● **Check your understanding**:
[1] Reproduce verbatim the portion of the SCA3 text that opens with the words containing "Taken together, we" and closes with "the pi-3 k cascade.".
[2] Decide whether each statement below agrees with the SCA3 text, answering yes or no and quoting the deciding words exactly: (a) The RNAseq profiling in the recent study was performed on pons of 22-week-old mice. (b) Major myelin abnormalities have been observed in Car2 deficient mice. (c) Zfp488 was significantly downregulated in SCA3 mice.

● **Page text**:
########
Emerging role of white matter dysfunction in SCA3

In a recent study, RNAseq profiling was performed on pons of 22 week old MJD84.2 and two knock-in SCA3 models [81]. A total of 38 genes were found differentially expressed in pons of these mouse models. In our study, we were able to identify 32 of these reported genes, and indeed found significant differential expression for 23 of those genes in brainstem of the MJD84.2 mice. This overlap argues for the robustness of both studies, and since we observed altered expression for 11 genes associated with myelination (Olig1, Olig 2, Ddx54, Fyn, Egfr, Cdkn1c, Pmp22, Klk6, Mal, Tspan2, and Aspa), our findings further solidify white matter changes as a potential disease process in brainstem of SCA3 mice. The top downregulated protein identified in our study, Car2, accumulates on oligodendrocyte processes associated with myelinated axons and it is thought that Car2 may be involved in myelin formation in the central nervous system [82], though no major myelin abnormalities have been observed in Car2 deficient mice [83, 84]. Furthermore, Zfp488 (zinc finger protein 488) was significantly upregulated in SCA3 mice, and plays a role in the differentiation of neural progenitor cells to mature oligodendrocytes, thereby assisting in remyelination after injury [85]. Together, these gene expression studies warrant further investigation of these white matter related processes in SCA3 pathogenicity.

Conclusions

Taken together, we report here Tnfs14 transcript, DL-tryptophan levels and spingolipids ceramides as potential blood biomarkers for SCA3. Mechanistically, we found alterations in transcript levels for CREB and α-adrenergic pathways most consistently affected throughout all brain regions of the MJD84.2 mice. In striatum, synaptic transmission pathways were most strongly affected, whilst brainstem showed largest changes in the pi-3 k cascade.
########
● **Extracted records**:
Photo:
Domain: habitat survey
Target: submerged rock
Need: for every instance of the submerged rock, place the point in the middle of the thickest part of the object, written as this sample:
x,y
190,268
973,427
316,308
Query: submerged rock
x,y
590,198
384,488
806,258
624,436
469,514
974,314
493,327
########
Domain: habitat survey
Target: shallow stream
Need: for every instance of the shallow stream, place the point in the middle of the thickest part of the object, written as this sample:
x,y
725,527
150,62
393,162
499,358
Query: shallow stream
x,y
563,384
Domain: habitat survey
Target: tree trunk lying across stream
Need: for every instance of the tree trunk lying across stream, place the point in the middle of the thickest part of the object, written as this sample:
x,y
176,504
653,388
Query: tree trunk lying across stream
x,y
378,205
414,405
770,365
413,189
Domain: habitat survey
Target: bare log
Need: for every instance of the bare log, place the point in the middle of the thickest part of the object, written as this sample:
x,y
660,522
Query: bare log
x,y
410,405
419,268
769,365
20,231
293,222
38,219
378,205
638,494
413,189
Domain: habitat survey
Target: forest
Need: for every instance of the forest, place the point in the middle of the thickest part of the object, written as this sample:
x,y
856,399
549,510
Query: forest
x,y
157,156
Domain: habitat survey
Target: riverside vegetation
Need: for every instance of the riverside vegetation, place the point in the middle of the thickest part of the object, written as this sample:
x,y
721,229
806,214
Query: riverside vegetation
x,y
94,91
########
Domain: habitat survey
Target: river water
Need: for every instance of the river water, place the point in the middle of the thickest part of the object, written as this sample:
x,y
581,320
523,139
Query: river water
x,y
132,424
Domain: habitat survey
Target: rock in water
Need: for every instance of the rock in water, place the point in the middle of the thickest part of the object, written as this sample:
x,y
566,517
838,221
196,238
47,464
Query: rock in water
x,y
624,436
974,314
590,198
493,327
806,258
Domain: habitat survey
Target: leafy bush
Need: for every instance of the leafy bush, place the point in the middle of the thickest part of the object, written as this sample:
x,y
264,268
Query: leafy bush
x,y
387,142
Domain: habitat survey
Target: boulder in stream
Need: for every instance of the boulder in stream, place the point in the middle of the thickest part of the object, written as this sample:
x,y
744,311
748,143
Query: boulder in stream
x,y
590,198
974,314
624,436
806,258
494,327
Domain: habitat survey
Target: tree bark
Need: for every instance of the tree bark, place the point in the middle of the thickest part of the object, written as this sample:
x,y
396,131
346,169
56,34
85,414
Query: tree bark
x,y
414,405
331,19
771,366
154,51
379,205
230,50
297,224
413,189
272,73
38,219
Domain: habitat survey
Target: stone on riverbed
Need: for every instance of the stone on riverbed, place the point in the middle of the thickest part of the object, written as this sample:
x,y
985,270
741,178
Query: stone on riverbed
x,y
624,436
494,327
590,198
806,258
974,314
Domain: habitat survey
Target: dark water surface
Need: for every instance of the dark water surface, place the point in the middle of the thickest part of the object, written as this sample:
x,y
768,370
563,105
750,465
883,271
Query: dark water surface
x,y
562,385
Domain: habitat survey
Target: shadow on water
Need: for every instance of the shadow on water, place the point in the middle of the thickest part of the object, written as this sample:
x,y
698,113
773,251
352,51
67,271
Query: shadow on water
########
● **Set of answers**:
[1]
Taken together, we report here Tnfs14 transcript, DL-tryptophan levels and spingolipids ceramides as potential blood biomarkers for SCA3. Mechanistically, we found alterations in transcript levels for CREB and α-adrenergic pathways most consistently affected throughout all brain regions of the MJD84.2 mice. In striatum, synaptic transmission pathways were most strongly affected, whilst brainstem showed largest changes in the pi-3 k cascade.

[2]
(a) Yes: "RNAseq profiling was performed on pons of 22 week old MJD84.2 and two knock-in SCA3 models"
(b) No: "no major myelin abnormalities have been observed in Car2 deficient mice"
(c) No: "Zfp488 (zinc finger protein 488) was significantly upregulated in SCA3 mice"